Instructions for the task> Reproduce, without any change, the lines from the one containing "detect_objects — Locates the specified wildflower" through the last of the rows, both ends included.

════════════════

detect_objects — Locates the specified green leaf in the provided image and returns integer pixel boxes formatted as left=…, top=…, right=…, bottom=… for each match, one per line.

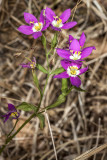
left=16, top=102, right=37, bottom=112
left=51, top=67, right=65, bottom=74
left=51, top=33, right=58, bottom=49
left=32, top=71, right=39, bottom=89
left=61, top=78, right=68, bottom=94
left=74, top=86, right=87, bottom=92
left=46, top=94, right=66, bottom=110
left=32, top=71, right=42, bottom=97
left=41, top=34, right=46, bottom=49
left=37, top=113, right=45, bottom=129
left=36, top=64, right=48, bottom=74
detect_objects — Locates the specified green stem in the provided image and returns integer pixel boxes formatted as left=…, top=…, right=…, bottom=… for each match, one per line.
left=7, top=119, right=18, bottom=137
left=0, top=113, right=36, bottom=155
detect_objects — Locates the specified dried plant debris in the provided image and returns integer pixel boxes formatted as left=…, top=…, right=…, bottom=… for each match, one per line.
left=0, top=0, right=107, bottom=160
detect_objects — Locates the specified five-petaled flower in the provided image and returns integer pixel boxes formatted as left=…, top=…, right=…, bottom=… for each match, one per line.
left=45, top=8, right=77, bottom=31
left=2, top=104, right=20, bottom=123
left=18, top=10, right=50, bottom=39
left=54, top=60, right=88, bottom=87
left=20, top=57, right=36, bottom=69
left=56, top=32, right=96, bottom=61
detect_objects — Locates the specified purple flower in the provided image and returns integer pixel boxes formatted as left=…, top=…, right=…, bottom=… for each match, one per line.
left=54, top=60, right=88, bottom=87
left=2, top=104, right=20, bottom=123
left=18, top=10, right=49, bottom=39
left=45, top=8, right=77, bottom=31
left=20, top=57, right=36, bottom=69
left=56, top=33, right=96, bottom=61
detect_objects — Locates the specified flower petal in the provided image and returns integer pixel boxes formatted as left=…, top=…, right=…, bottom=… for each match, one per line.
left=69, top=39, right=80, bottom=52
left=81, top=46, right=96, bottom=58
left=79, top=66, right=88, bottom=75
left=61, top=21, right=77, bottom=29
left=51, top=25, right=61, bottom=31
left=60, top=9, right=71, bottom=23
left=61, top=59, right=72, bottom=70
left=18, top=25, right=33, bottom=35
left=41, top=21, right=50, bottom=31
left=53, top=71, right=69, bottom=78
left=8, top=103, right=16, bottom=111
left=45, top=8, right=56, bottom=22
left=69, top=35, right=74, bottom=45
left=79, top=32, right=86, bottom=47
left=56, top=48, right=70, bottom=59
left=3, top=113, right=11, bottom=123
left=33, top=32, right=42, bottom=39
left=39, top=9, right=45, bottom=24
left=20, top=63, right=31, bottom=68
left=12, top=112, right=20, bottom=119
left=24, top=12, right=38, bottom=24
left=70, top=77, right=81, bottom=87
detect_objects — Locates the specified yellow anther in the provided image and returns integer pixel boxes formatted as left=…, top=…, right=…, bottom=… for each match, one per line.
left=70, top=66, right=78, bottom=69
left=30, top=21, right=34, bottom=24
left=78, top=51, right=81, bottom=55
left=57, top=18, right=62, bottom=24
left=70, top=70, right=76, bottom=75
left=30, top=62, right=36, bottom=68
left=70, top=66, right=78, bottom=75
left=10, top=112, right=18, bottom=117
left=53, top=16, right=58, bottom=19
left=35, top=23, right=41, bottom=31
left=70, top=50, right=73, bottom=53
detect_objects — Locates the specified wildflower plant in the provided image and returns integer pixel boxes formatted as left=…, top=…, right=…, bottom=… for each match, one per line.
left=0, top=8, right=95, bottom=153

════════════════

Expected answer>
detect_objects — Locates the specified wildflower plant in the provided image and returns integer pixel boxes formatted as left=…, top=…, right=…, bottom=… for each match, one per line.
left=0, top=8, right=95, bottom=153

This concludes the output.